Binary metric A/B test design example using Ambrosia

This example is about how Ambrosia can be used to calculate the parameters of an experiment with binary metrics. For a binary metric, there are some differences in the calculations regarding continuous metrics.

Let’s consider an example of calculating the parameters of a hypothetical experiment based on synthetic data on user retention rate.

[2]:
import numpy as np
import pandas as pd

import matplotlib.pyplot as plt
import seaborn as sns

from ambrosia.designer import Designer, design_binary

Load data

[3]:
data = pd.read_csv('../tests/test_data/ltv_retention.csv')
[4]:
data.head()
[4]:
LTV retention
0 38.004891 0.0
1 70.588069 1.0
2 13.585602 1.0
3 19.813550 0.0
4 207.213003 0.0

Experiment design based on available historical data

In many situations, we have historical retention/conversion rate data available, and this data can be used in the same way as continuous data.

In order to calculate some A/B test parameters of interest, such as experimental power, group size, or minimum detectable effect, we need to pass them in the same way to the Designer class.

[5]:
designer = Designer(dataframe=data, metrics='retention')

For binary data, we can use either the "theory" method or the "binary" method.

The "theory" method performs a numerical calculation of the parameters using various approximations.
The approximation method choice is controlled by the stabilizing_method parameter and defaults to "asin" which is more accurate and robust. You can find more information about the approximations on the Net.
The "binary" approach does parameter estimation based on the multiple construction of chosen confidence interval. Some of these intervals are quite exotic and should be studied for conscious application. As a default a standard Wald interval is used.
This approach is more slowly and it’s accuracy depends on the number of iterations.

Now let’s create a grid of known parameters and calculate interested ones. We will use two above methods consequntly.

[6]:
# Create grid of MDEs and group sizes
# I and II type errros will have default values
effects = [1.02, 1.05, 1.1]
group_sizes = [500, 1000, 2000]

First design group sizes

[7]:
designer.run(to_design='size', method='theory', effects=effects)
[7]:
Errors ($\alpha$, $\beta$) (0.05; 0.2)
Effect
2.0% 58885
5.0% 9464
10.0% 2382

Then design MDE values

[8]:
designer.run(to_design='effect', method='theory', sizes=group_sizes)
[8]:
Errors ($\alpha$, $\beta$) (0.05; 0.2)
Group sizes
500 21.9%
1000 15.5%
2000 10.9%

Finally design power

[9]:
designer.run(to_design='power',
             method='theory',
             effects=effects,
             sizes=group_sizes)

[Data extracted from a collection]
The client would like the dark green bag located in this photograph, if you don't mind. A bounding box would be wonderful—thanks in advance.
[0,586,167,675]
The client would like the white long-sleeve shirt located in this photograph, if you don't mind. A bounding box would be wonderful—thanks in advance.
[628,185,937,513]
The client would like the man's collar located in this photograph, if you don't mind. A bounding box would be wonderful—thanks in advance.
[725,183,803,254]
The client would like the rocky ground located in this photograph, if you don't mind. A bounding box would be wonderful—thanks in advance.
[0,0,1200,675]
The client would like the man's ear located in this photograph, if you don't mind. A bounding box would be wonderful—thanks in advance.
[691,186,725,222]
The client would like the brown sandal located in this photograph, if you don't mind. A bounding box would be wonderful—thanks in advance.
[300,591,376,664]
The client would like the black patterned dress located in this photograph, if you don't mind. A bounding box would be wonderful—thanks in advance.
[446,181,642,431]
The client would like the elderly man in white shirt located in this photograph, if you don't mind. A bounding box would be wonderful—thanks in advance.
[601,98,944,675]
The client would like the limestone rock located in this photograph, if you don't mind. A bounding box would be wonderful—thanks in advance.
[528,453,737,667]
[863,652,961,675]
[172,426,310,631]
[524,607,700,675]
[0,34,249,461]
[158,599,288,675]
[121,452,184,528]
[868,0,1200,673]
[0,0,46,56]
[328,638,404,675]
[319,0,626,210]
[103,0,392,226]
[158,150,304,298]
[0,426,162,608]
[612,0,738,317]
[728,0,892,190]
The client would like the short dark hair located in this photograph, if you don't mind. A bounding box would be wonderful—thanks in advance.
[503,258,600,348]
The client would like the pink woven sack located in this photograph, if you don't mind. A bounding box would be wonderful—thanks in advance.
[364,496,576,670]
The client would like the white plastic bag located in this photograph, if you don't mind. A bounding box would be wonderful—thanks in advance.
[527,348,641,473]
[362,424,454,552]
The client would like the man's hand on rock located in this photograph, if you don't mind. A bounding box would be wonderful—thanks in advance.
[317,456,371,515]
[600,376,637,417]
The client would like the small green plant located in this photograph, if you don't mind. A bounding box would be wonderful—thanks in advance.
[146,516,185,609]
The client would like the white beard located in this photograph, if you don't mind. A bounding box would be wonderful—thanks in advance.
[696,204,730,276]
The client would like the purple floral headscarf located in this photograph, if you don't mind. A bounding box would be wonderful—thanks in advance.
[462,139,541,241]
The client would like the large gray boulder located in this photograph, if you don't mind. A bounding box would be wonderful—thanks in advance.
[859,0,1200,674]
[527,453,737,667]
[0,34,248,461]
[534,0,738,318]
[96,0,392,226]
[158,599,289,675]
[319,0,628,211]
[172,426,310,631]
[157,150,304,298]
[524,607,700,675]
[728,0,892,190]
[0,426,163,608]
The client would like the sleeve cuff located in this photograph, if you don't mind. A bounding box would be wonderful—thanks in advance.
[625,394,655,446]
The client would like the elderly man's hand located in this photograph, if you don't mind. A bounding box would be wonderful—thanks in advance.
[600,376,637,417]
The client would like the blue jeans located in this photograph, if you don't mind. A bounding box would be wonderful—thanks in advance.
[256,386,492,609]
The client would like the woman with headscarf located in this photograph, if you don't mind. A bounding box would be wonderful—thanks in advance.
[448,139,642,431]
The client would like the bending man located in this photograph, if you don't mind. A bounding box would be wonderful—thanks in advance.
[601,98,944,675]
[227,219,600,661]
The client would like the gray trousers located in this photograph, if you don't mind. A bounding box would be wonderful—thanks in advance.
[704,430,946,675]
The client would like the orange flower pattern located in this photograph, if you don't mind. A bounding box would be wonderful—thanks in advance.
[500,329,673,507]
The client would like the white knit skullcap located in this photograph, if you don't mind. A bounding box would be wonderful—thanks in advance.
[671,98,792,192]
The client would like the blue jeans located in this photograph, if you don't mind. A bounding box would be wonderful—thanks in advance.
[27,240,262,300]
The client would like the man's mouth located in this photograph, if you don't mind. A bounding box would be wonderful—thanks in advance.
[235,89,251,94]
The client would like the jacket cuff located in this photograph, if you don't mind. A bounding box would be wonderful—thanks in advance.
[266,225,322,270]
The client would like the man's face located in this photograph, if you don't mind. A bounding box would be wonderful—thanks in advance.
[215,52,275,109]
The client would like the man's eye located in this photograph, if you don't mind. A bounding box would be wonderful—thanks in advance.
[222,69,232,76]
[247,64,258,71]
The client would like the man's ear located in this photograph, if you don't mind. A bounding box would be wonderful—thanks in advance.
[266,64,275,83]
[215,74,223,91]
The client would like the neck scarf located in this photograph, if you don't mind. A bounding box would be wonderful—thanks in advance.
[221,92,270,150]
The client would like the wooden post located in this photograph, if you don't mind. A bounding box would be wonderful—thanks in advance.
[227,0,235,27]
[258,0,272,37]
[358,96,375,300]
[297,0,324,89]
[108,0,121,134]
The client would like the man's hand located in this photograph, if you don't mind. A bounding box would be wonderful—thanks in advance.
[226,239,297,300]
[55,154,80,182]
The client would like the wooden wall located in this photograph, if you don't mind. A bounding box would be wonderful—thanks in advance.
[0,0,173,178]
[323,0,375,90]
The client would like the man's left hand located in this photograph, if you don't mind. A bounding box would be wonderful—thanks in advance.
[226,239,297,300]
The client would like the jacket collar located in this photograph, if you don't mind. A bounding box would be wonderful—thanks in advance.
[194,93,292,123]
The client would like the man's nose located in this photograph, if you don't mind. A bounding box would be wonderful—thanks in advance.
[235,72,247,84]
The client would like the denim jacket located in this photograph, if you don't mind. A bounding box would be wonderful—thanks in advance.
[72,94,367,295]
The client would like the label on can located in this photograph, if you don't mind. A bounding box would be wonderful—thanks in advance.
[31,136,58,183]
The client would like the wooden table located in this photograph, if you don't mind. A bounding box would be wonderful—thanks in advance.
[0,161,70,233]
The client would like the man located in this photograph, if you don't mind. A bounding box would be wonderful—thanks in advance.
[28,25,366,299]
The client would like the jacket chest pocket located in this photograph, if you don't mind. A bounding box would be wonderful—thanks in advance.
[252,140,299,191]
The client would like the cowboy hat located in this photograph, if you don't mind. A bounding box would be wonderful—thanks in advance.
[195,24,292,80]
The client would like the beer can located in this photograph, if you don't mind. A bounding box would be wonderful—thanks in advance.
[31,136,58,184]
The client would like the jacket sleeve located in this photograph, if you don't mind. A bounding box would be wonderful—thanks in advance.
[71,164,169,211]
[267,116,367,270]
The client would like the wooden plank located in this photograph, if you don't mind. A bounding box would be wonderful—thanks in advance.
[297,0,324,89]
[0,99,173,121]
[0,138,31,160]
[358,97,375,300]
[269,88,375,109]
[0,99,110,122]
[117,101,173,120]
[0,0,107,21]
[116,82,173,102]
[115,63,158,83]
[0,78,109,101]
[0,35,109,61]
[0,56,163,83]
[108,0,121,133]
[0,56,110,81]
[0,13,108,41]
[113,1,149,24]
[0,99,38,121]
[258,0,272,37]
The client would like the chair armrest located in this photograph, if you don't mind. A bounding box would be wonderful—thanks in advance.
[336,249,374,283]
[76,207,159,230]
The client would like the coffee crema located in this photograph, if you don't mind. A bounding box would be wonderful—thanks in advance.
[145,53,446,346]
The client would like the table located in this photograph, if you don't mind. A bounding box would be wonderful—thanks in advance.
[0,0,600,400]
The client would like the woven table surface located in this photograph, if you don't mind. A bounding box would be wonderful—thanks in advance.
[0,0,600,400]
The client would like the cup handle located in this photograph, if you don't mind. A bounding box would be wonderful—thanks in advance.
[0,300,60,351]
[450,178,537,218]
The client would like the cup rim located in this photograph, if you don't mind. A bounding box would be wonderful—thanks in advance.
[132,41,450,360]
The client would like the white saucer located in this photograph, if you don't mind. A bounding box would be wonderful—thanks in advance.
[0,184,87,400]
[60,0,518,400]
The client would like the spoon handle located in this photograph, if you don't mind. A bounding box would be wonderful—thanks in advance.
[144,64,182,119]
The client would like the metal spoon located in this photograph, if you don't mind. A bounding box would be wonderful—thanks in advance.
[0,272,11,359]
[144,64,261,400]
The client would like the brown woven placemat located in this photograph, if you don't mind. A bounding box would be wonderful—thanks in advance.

▶ Stated goal 1: In the Ambrosia binary-metric walkthrough, which confidence interval does the "binary" method use by default?
▶ Stated goal 2: Write the next part of the Ambrosia binary-metric walkthrough, picking up right after its final code cell.

▶ Output 1: A standard Wald interval.

▶ Output 2:
[9]:
Group sizes 500 1000 2000
$\alpha$ Effect
0.05 2.0% 5.8% 6.5% 8.1%
5.0% 9.9% 14.9% 25.1%
10.0% 25.0% 44.3% 72.8%
Now let’s design groups size for 10% MDE value again, using "binary" approach and compare to "theory" method result.
We will increase number of constructed intervals using amount parameter to check how the accuracy of estimated group size value is increased
[10]:
interval_amounts = [2000, 5000, 20000]
group_size_estimation_dict = {}
[11]:
for amount in interval_amounts:
    group_size_estimation_dict[amount] = []
    for step in range(200):
        estimated_size = designer.run(to_design='size',
                                      method='binary',
                                      interval_type='wald',
                                      amount=amount,
                                      effects=1.1).values[0][0]
        group_size_estimation_dict[amount].append(estimated_size)

Draw the results

[12]:
plt.figure(figsize=(8, 6))
plt.title('Group size estimation for 10% MDE')
for key in group_size_estimation_dict:
    label = f'amount number={key}'
    sns.histplot(group_size_estimation_dict[key], label=label)
plt.plot(2382, 0.5, 'ro', label='Theoretical estimation')
plt.legend();
../_images/pandas_examples_04_binary_design_24_0.png

For small numbers of iterations interval parameter estimation is quite noisy, and one should be aware of it.

Experiment design based on a known retention rate value

In some cases, complete data on a binary metric is missing or not needed.
These can be known and pre-calculated conversion/retention values, or simply the absence of any historical data (in which case, for example, assumption for rates are needed).

And now we will calculate the experimental parameters using the known retantion rate value of 0.1.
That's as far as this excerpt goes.